Tasks to carry out:
[a] In the voice attractiveness study below, rewrite the passage between "In this experiment, we" and "and long durations.", inclusive, substituting "samples" for every occurrence of "stimuli".
[b] Continue the voice attractiveness study below, starting after its final sentence.

In this experiment, we tested two different questions: (1) Do speech type and speech segment length influence attractiveness judgments of voices, and (2) does duration manipulation of a voice stimulus affect its perceived attractiveness. To answer these questions, we used different types of stimuli commonly used in attractiveness studies—namely, a single vowel, a three-vowel sequence, and a word, with varied sample durations. We manipulated duration to compare attractiveness ratings of different types of original stimuli of varied durations versus the same stimuli with normalized short and long durations.

Method

Participants

Twenty-seven Caucasian participants (15 men, 12 women) 22.1 ± 4.5 years of age (range, 17 – 34) were recruited from students and members of the staff of the University of Geneva, Switzerland. These participants served as raters in the main experiment. To avoid unwanted variability in attractiveness ratings due to language (Bresnahan, Ohashi, Nebashi, Liu, & Morinaga Shearman, 2002) and, possibly, sexual orientation, participants were required to be native speakers of French and to report being heterosexual. Participation was voluntary, and participants gave their informed written consent before starting the experiment.

Voice stimuli

Participants

Voice recordings of 30 Caucasian participants were used. These participants were distinct from the raters. Half of the speakers were males, and half were females (age: 22.9 ± 3.8 years; range 18 – 34 years). These individuals were also recruited mostly from students and members of the staff of the University of Geneva. All were French native speakers, heterosexual, and nonsmokers and declared not having a cold or illness on the day of voice recording or any speech impediment that would affect the way they naturally spoke. The voice recordings were a part of a larger experiment in which participants were also videotaped to create a database of voices and faces, the Geneva Attractiveness Database (GEAD; currently under development and soon to be released for academic research). Therefore, participants received compensation, either financially or by credits for the psychology course at the University, for their participation in the study.

Data provided:
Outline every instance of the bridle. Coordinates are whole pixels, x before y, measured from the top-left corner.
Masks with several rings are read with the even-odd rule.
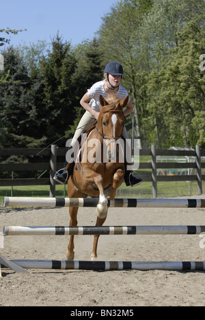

Results for each task:
[a]
In this experiment, we tested two different questions: (1) Do speech type and speech segment length influence attractiveness judgments of voices, and (2) does duration manipulation of a voice stimulus affect its perceived attractiveness. To answer these questions, we used different types of samples commonly used in attractiveness studies—namely, a single vowel, a three-vowel sequence, and a word, with varied sample durations. We manipulated duration to compare attractiveness ratings of different types of original samples of varied durations versus the same samples with normalized short and long durations.

[b]
Stimulus recordings

The voices were recorded with a BCM 104 condenser studio microphone with cardioid directional characteristics (Neumann, Berlin; www.neumann.com) in a quiet room at a constant distance from the microphone. The recording sessions were led by one of three female experimenters,Footnote 1 but the participants were alone in the experimental room during the recording and were in contact with the experimenter through a speaker-microphone device. The voices were recorded onto a computer hard disk using Cubase v.5.5.0 (www.steinberg.fr) at a sampling rate of 44.1 kHz with 24-bit quantization and were saved as uncompressed wav files. The amplitude of the recorded signal was adjusted for each participant with a mixing table. Participants were required to pronounce the sentence “Bonjour. Il est deux heures moins dix” (Hi. It’s ten to two) and a series of six monophthong vowels /ε/, / i/, /a/, /o/, /u/ and /y/ (International Phonetic Alphabet). The sentence and the series of vowels were each pronounced twice. The audio samples used for the ratings were extracted from the second repetition (when participants are expected to be more relaxed). We only used “bonjour” and three of the vowels in the middle of the series—/i/, /a/, and /o/—as a three-vowel series (using vowels in the middle of the sequence limits intonation variations; see Collins, 2000). The vowel /a/ was also used independently as a single vowel. The audio samples were isolated using Praat v.5.2 (Boersma & Weenink, 2011), and normalization of sound intensity was performed by matching the average absolute amplitude of all recordings using MATLAB v.7.12.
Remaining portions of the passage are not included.